**Request**
Take all the material and copy it exactly.

******

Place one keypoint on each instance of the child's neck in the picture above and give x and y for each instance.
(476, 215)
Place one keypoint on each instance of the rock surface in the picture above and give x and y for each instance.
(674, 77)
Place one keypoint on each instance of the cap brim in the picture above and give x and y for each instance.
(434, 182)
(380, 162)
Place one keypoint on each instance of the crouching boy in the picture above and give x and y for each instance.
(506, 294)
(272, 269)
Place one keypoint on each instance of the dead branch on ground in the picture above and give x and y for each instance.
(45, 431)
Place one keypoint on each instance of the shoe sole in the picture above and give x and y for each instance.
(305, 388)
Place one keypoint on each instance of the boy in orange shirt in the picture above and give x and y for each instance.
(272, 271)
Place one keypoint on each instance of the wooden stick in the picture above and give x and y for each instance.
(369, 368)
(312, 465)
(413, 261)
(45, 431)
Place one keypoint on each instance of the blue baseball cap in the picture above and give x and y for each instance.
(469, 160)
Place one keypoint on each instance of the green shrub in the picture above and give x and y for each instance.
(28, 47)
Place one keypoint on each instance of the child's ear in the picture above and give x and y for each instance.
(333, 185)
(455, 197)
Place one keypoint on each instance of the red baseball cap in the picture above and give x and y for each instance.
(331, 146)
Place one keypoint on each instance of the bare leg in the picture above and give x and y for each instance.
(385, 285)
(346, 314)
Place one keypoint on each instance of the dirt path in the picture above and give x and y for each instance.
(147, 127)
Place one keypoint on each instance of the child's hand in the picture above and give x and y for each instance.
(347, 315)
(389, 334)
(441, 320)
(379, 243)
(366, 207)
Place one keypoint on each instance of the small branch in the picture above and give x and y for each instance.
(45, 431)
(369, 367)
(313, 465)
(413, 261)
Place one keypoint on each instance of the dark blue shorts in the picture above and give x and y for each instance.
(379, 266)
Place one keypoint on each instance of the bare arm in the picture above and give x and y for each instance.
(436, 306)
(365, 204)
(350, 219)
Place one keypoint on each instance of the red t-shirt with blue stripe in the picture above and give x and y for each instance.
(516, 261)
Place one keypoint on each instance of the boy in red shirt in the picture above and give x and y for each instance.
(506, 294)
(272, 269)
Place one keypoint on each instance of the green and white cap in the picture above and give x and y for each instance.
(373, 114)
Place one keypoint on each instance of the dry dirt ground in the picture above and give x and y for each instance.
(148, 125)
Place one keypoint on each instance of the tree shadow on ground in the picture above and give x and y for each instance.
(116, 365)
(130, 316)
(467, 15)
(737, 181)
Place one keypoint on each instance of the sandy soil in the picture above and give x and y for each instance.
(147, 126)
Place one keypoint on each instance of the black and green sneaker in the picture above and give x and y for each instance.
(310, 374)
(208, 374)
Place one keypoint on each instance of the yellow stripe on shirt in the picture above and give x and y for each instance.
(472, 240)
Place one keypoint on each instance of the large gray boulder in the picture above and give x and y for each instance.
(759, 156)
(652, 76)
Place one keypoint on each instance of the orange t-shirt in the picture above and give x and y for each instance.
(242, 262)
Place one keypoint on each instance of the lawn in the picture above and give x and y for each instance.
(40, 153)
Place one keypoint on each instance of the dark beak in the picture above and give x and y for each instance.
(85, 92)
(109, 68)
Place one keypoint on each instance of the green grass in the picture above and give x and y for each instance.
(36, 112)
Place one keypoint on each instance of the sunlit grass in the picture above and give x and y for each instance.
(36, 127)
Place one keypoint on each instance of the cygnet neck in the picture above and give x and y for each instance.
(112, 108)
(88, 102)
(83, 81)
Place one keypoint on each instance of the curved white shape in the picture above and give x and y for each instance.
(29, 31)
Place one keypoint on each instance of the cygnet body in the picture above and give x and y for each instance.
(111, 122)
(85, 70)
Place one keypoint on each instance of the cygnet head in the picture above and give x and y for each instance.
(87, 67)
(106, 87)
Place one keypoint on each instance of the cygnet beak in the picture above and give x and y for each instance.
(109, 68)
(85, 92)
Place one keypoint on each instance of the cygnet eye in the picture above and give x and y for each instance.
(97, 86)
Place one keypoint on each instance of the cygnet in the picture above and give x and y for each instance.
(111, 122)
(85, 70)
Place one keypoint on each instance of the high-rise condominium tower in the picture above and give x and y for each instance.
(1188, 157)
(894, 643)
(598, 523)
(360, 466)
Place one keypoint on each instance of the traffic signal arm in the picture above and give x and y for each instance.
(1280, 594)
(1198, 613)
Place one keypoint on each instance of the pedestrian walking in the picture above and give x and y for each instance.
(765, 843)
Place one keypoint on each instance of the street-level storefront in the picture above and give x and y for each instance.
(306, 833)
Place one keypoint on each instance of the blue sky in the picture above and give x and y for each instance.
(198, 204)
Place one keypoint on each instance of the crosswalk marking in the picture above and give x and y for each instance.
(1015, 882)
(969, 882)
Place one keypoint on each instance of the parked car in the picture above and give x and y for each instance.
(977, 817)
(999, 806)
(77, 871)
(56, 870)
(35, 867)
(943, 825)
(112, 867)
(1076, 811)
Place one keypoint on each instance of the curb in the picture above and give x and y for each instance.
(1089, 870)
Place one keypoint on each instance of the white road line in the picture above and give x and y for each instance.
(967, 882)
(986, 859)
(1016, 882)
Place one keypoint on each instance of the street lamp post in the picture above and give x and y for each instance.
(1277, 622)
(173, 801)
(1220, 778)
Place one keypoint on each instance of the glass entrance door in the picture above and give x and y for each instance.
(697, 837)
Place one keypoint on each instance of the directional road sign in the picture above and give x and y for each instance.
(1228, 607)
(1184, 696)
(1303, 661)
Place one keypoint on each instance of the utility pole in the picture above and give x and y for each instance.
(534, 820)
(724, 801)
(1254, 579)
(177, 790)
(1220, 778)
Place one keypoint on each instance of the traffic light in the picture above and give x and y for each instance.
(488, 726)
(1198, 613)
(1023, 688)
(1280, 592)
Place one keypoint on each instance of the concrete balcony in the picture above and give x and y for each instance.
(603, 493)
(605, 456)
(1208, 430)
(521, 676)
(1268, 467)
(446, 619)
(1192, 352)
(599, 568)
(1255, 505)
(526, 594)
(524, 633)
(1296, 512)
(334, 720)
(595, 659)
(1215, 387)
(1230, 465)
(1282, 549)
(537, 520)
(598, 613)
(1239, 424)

******

**Result of this task**
Place one keypoint on each instance of the child's neck in the picture above and give x and y for each instance.
(476, 215)
Place one keypoint on each instance of the rock surface in the picture above and give x and y for each instance.
(674, 77)
Place one keypoint on each instance of the cap brim in the picture above and give x and y for each instance.
(434, 182)
(380, 162)
Place one keypoint on each instance of the crouching boy in the picture above and give x and y for each instance.
(506, 294)
(272, 269)
Place one keypoint on each instance of the dead branch on ground in the picture above and give x and y for each instance.
(45, 431)
Place one keypoint on each instance of the shoe sole in the picture above and give x and y for each instance.
(305, 388)
Place one keypoint on each instance of the boy in orange shirt in the picture above and give x and y for each instance.
(272, 271)
Place one keypoint on each instance of the wooden stick in the picture above and give x and y for each instance.
(369, 368)
(312, 465)
(413, 261)
(45, 431)
Place one keypoint on each instance of the blue baseball cap in the picture above and give x and y for each instance.
(469, 160)
Place one keypoint on each instance of the green shrub in the picture above and give x and y for each instance.
(28, 47)
Place one keypoint on each instance of the child's ear in the picture above and give x and y for each instance.
(333, 185)
(455, 197)
Place one keypoint on each instance of the red baseball cap in the picture above and give x and y for each instance.
(331, 146)
Place one keypoint on each instance of the bare leg in the picture above and give x and y for each instance.
(385, 285)
(346, 314)
Place one keypoint on each instance of the dirt path in the picture above and give x and y for each instance.
(147, 127)
Place one keypoint on each instance of the child's hand in the picture above and give x and y for each instance.
(347, 315)
(389, 334)
(441, 320)
(379, 243)
(366, 207)
Place one keypoint on each instance of the small branch in the picture above and give x and y for each instance.
(45, 431)
(369, 367)
(313, 465)
(413, 261)
Place one keypoint on each instance of the dark blue shorts in the picture above and give x and y for each instance.
(379, 266)
Place one keypoint on each instance of the bare arm in the picture above and give x and y for each instance.
(436, 306)
(365, 204)
(350, 219)
Place one keypoint on each instance of the red t-shirt with blue stripe in the picture above and give x and y for each instance.
(516, 261)
Place one keypoint on each instance of the boy in red shirt in the picture above and give x and y for each instance.
(506, 294)
(272, 269)
Place one keypoint on each instance of the green and white cap in the picture above and give x and y for each instance.
(373, 114)
Place one keypoint on each instance of the dry dirt ground in the picture above and give x and y for each instance.
(148, 125)
Place one keypoint on each instance of the tree shadow on ground in the picture above and give x and y for each instance.
(116, 365)
(130, 316)
(467, 15)
(737, 181)
Place one keypoint on each instance of the sandy soil in the picture above and give x and y for each instance.
(147, 126)
Place one keypoint on each instance of the black and green sneaker in the picture above and give x and y for each instance.
(310, 374)
(208, 374)
Place one keypoint on each instance of the yellow stripe on shirt in the picture above and give x and y for each instance.
(472, 240)
Place one keypoint on each instance of the large gray boulder in the picture above and give x and y for each instance.
(759, 156)
(652, 76)
Place one keypoint on each instance of the orange t-shirt in the picture above and give x and y for each instance.
(242, 262)
Place one keypoint on each instance of the lawn in the picture above and give x and y for each instance.
(40, 153)
Place one keypoint on each instance of the dark beak in the picture above and give x and y for each instance.
(85, 92)
(109, 68)
Place one keypoint on each instance of the green grass in the picture above and give x and y for each instance.
(36, 112)
Place one keypoint on each instance of the sunlit grass in the picture above and give x and y for each instance.
(36, 127)
Place one keypoint on each instance of the cygnet neck in the picture above and give x and y for each instance.
(112, 108)
(88, 102)
(83, 81)
Place one keypoint on each instance of the curved white shape in the picture above and give x and y for each instance.
(29, 31)
Place one keypoint on each instance of the cygnet body in the picture above and give x and y for each instance.
(111, 122)
(85, 70)
Place one keypoint on each instance of the cygnet head in the picture above and give x and y for each instance.
(87, 67)
(106, 87)
Place one keypoint on each instance of the cygnet beak in the picture above and give x and y for each instance.
(109, 68)
(85, 92)
Place one keypoint on each instance of the cygnet eye in the picture above and give x and y for each instance.
(97, 86)
Place one keypoint on each instance of the cygnet in the picture above and give x and y for each instance.
(111, 122)
(85, 70)
Place one keypoint on each instance of the high-rise condominium tower in the picture above and give x and y for each instance.
(1188, 157)
(894, 643)
(598, 523)
(360, 466)
Place one keypoint on each instance of the traffic signal arm in the picture above and give x and y for each instance.
(1280, 594)
(1198, 613)
Place one keypoint on each instance of the pedestrian walking in the picture above and give x and y for each instance.
(765, 843)
Place one keypoint on each instance of the street-level storefront in the picture above and give x and y for each instance.
(306, 833)
Place one keypoint on each instance of the blue sky in the picture above and give x and y for each instance.
(198, 204)
Place one keypoint on each instance of the crosswalk marking in the picture above and give x and y for each instance.
(1015, 882)
(969, 882)
Place one keypoint on each instance of the parked car in the picture above and give x and y for each instance.
(977, 817)
(999, 806)
(77, 871)
(56, 870)
(35, 867)
(943, 825)
(112, 867)
(1076, 811)
Place one keypoint on each instance of the curb in the picture above and give x and y for each instance.
(1089, 870)
Place one keypoint on each instance of the white road line in the picture above and give x and y for each instance.
(967, 882)
(986, 859)
(1016, 882)
Place one keypoint on each instance of the street lamp post in the picture above and give x and y for each instance.
(1277, 622)
(173, 801)
(1220, 778)
Place one keypoint on each instance of the glass entrance door in the picture above and give x and y for each instance.
(697, 837)
Place one keypoint on each instance of the directional road sign in the picture above and give x and y for each instance.
(1228, 607)
(1184, 696)
(1303, 661)
Place one keypoint on each instance of the utility pole in the picture above and give x and y for each instance.
(534, 820)
(724, 801)
(1254, 579)
(177, 790)
(1220, 778)
Place one keypoint on each instance of the traffic light in the picture above and give x and y for each instance.
(488, 726)
(1198, 613)
(1023, 688)
(1280, 592)
Place one keypoint on each instance of the concrete balcony in the picture above and give x and y for each instance.
(603, 493)
(605, 456)
(1208, 430)
(521, 676)
(1268, 467)
(446, 619)
(1192, 352)
(599, 568)
(1255, 505)
(526, 594)
(524, 633)
(1296, 512)
(334, 720)
(595, 659)
(1215, 387)
(1230, 465)
(1282, 549)
(537, 520)
(598, 613)
(1239, 424)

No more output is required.